Page excerpt:
• • • • •

Posts Tagged ‘modernism’
The Music of Painting
There is an impression that results from a particular juxtaposition of colours, lights and shades: what one might call the music of painting
Eugene Delacroix
… is quoted in the frontispiece of Peter Vergo’s book The Music of Painting, first published in 2010 and just out in paperback.
according to Charles Darwent, Art Quarterly, it’s “a must-have for anyone interested in why modernism looks (and sounds) as it does”
good job I have it then! It was a birthday present, and I have just started reading it.
The front cover shows a reproduction of Theo van Doesburg’s Rhythm of a Russian Dance,1918. Music and dance have an obvious connection with each other and a less obvious one with painting. I have blogged about it before in relation to Mondrian, whose work also features in the book, in a chapter entitled Art, Jazz and Silence. I am also reminded of another book Music and Modern Art, edited by James Leggio, and containing a chapter by Harry Cooper called Popular Models: Fox-Trot and Jazz Band in Mondrian’s Abstraction.
In a recent Rough Cuts video, James Kalm reviews the Stanley Whitney exhibition Left to Right, at Team Gallery (some great pics here ) saying of Whitney “His approach to color and rhythm are akin to the spontaneous riffs of great jazz solos”.

• • • • •

Task instructions:
• 1. List every person whose words the blog post on The Music of Painting quotes.
• 2. Quote a passage from the blog post on The Music of Painting, starting at "Posts Tagged ‘modernism’" and ending with "started reading it.".
• 3. Continue the blog post on The Music of Painting from its final sentence.

Supplied records:

• • • • •

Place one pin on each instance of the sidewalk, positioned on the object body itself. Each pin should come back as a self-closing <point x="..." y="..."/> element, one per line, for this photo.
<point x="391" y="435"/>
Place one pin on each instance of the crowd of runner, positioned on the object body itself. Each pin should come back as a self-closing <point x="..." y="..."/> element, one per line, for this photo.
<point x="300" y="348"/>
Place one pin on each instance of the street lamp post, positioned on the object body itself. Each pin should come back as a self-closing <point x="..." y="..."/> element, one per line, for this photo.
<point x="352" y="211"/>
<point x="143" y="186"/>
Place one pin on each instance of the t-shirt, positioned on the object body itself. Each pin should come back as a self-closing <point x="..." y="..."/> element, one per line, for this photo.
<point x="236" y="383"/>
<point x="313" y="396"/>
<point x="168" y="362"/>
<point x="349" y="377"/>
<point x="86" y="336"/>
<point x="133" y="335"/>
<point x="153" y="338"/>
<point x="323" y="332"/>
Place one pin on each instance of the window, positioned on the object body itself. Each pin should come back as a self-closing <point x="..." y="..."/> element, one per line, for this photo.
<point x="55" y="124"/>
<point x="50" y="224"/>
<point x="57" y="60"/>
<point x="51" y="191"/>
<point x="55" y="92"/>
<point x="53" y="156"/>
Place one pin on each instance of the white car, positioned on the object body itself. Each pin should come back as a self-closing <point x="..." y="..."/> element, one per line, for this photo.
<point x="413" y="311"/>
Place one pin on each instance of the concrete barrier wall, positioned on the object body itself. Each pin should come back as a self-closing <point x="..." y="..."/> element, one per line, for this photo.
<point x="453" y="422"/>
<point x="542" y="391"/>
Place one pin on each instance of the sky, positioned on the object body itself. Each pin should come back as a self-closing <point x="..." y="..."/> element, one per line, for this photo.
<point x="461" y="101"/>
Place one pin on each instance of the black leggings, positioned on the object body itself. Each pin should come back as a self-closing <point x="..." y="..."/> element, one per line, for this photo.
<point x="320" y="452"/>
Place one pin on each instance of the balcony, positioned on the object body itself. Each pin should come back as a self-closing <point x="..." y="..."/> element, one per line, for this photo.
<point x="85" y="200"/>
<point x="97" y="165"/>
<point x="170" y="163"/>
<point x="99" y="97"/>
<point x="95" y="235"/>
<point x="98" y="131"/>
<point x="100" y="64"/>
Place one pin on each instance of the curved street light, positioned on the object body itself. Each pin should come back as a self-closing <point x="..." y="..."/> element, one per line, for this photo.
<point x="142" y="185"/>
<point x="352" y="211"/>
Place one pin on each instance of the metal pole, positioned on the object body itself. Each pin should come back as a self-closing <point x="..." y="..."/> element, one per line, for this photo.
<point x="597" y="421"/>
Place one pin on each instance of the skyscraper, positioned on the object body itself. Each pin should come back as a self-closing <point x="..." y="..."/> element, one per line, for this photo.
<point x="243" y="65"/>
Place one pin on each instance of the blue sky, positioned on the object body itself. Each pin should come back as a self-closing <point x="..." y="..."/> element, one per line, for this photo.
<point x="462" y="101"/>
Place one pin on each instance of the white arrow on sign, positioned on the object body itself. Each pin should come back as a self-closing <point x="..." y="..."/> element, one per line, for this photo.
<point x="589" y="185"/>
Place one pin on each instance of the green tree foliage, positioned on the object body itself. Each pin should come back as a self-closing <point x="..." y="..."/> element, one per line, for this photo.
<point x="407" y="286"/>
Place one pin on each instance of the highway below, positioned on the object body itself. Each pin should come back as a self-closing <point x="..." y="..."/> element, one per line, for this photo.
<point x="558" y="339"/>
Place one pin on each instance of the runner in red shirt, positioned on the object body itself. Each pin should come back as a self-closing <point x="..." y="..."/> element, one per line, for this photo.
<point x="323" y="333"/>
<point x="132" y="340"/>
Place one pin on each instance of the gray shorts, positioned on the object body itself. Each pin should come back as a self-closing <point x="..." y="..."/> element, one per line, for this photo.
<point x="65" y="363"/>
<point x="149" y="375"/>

• • • • •

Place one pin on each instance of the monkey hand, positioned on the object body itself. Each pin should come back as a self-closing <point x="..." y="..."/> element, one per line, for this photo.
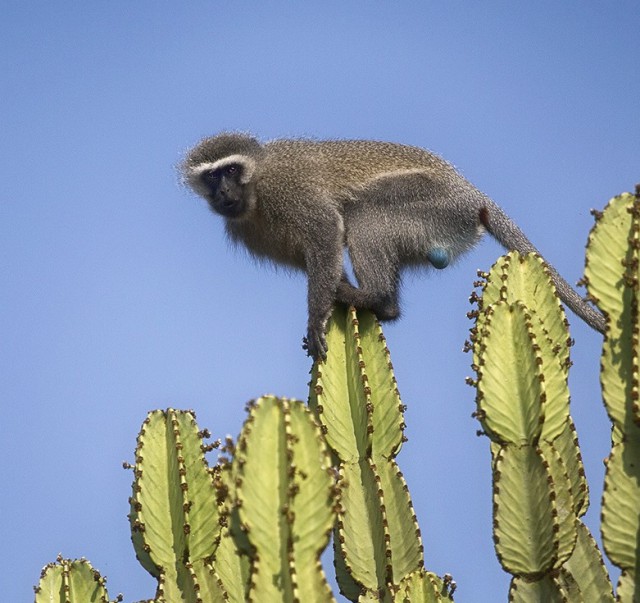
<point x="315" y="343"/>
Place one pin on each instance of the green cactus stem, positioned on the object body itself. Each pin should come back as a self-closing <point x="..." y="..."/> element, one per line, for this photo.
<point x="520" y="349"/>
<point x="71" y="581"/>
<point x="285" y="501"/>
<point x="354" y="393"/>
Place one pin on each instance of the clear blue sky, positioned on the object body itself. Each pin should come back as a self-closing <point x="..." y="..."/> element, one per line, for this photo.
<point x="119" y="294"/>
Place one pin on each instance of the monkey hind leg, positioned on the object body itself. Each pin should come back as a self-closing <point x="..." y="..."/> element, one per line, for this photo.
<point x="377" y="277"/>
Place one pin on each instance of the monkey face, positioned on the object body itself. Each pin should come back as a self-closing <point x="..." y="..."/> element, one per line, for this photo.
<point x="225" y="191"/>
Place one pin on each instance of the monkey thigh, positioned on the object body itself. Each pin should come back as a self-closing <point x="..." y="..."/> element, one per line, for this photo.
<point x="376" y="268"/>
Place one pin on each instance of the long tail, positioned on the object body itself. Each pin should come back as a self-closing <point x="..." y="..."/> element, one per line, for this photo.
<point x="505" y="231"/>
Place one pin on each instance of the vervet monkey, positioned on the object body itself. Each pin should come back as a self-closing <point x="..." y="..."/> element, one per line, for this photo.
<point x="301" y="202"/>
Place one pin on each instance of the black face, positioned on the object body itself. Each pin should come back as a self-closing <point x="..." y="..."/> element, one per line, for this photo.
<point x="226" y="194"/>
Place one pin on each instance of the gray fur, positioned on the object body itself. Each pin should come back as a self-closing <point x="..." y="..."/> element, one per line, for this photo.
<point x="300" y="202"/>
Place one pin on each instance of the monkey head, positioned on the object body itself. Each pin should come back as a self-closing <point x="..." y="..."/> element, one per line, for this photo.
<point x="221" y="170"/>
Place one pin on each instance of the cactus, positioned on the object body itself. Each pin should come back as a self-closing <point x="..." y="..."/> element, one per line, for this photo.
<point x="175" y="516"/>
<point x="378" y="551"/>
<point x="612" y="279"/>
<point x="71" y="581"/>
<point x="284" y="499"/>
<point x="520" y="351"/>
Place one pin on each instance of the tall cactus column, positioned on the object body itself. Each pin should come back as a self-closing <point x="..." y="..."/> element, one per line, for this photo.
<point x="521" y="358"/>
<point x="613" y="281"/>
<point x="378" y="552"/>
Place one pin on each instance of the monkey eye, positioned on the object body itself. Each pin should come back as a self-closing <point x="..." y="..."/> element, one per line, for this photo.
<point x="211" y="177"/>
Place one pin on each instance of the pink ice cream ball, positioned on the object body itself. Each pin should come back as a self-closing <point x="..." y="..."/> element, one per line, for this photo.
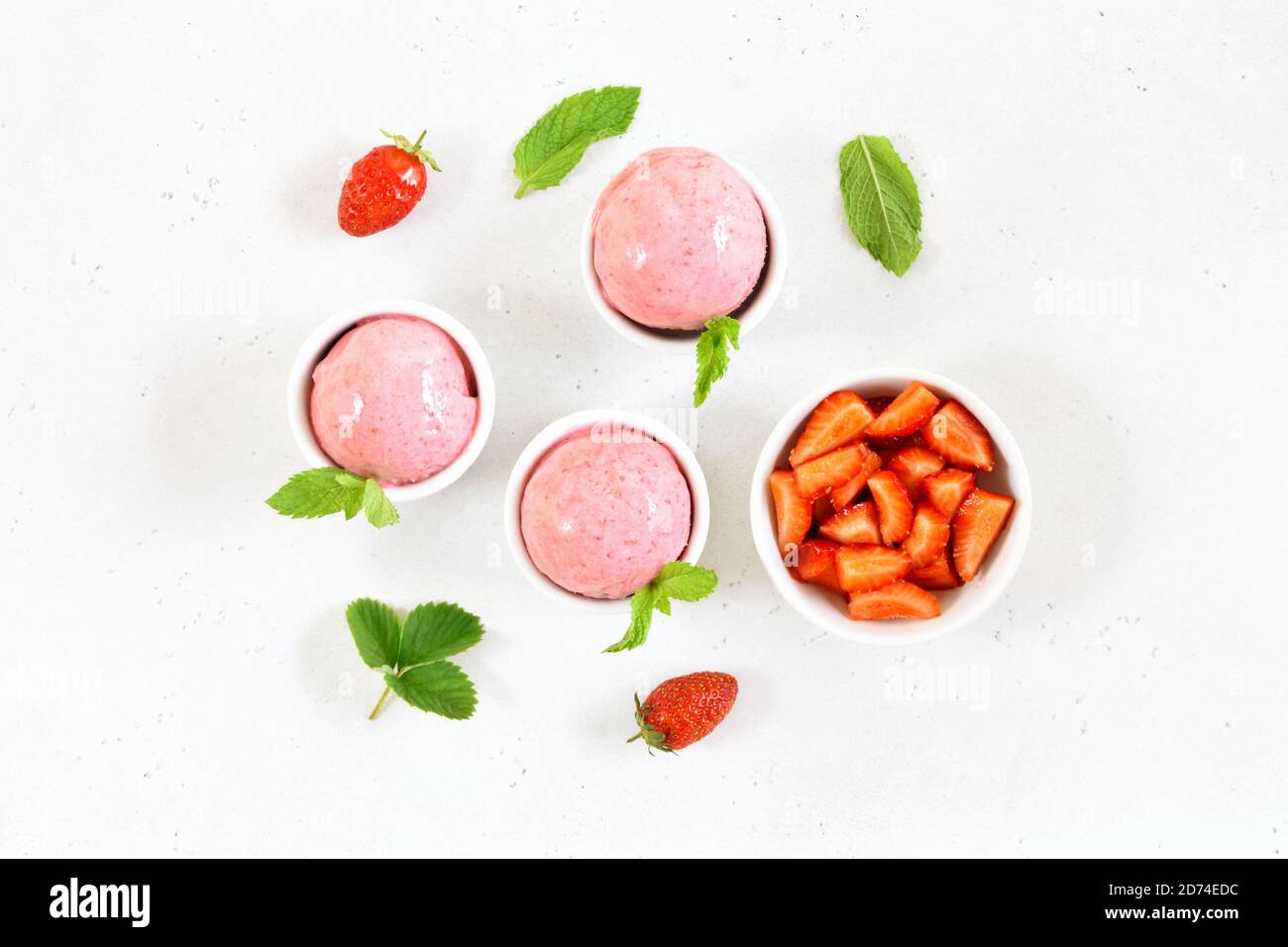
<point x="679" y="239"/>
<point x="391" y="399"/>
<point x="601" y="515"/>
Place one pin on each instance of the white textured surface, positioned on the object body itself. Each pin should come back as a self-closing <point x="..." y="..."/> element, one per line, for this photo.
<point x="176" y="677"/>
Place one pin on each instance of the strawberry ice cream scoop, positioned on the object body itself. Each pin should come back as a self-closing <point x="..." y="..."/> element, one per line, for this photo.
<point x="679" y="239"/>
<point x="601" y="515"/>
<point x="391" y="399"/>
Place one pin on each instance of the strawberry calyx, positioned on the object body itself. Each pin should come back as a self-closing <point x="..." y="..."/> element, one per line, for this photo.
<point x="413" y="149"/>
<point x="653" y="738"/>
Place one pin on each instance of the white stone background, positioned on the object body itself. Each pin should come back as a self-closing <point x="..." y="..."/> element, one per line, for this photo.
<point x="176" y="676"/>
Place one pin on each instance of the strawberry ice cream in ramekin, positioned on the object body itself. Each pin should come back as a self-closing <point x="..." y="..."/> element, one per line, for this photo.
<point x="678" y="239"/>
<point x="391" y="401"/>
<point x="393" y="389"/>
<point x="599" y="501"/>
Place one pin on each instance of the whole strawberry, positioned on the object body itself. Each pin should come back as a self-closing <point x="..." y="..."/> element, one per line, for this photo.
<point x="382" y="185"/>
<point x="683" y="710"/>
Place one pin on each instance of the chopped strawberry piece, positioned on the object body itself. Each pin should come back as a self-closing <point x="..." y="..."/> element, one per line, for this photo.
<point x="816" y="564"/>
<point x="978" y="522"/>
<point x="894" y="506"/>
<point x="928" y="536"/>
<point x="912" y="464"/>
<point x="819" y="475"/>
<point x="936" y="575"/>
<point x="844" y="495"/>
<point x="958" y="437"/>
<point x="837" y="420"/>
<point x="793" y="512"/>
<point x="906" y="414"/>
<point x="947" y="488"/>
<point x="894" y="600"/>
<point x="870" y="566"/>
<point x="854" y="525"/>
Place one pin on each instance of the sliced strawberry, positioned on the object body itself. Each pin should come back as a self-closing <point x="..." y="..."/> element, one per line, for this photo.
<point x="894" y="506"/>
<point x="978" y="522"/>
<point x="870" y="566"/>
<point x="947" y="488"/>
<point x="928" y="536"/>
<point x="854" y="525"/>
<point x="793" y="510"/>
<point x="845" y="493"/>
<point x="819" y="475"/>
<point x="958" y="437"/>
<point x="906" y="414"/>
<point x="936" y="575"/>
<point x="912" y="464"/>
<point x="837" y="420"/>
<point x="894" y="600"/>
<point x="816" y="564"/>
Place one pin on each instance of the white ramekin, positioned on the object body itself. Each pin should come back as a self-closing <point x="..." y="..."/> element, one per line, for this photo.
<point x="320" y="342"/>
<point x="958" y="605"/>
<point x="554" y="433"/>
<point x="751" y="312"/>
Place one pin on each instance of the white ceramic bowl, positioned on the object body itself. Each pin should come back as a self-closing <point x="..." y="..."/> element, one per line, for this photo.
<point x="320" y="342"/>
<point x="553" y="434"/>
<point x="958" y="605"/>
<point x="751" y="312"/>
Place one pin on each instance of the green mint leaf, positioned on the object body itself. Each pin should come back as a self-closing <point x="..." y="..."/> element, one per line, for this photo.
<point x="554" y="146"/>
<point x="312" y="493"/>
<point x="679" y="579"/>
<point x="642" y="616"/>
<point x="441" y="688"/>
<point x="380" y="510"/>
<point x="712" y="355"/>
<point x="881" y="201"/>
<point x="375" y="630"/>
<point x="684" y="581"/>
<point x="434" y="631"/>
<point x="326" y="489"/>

• • • • •

Task results:
• 1. Eugene Delacroix, Charles Darwent, James Kalm

• 2.
Posts Tagged ‘modernism’
The Music of Painting
There is an impression that results from a particular juxtaposition of colours, lights and shades: what one might call the music of painting
Eugene Delacroix
… is quoted in the frontispiece of Peter Vergo’s book The Music of Painting, first published in 2010 and just out in paperback.
according to Charles Darwent, Art Quarterly, it’s “a must-have for anyone interested in why modernism looks (and sounds) as it does”
good job I have it then! It was a birthday present, and I have just started reading it.

• 3.
In Blogland, Scott Van Holzen’s blog art in music is dedicated to paintings based on musical themes and Ruth Gray, tells of how listening to some old records, she feels inspired to paint the colours she hears. I guess that making a connection between visual, auditory and kinaesthetic arts is almost bound to get somewhat synaesthetic.
Alex Hubbard Exhibition: Eat Your Friends, at Simon Lee
The Alex Hubbard exhibition at Simon Lee Gallery, London, entitled Eat Your Friends, just six works, two of them being videos and the other four being paintings, is absolutely wonderful.
The “title track” is a video that I just cannot help but read as a moving painting with sound.
Montage-like, there are at least three camera views, two look down onto a table top or the floor and one looks forward, and as they overlap actions in one descreet space seem to be taking place also in another. Here it is quite possible to be in two places at once. The actions include spray painting the words “EAT YOUR FRIENDS”, constructing a tower with large cups of take-away coffee until it collapses spilling the contents, and moving a cuboid frame around, “building” some temporary structure the purpose of which seems to defy the logic of building.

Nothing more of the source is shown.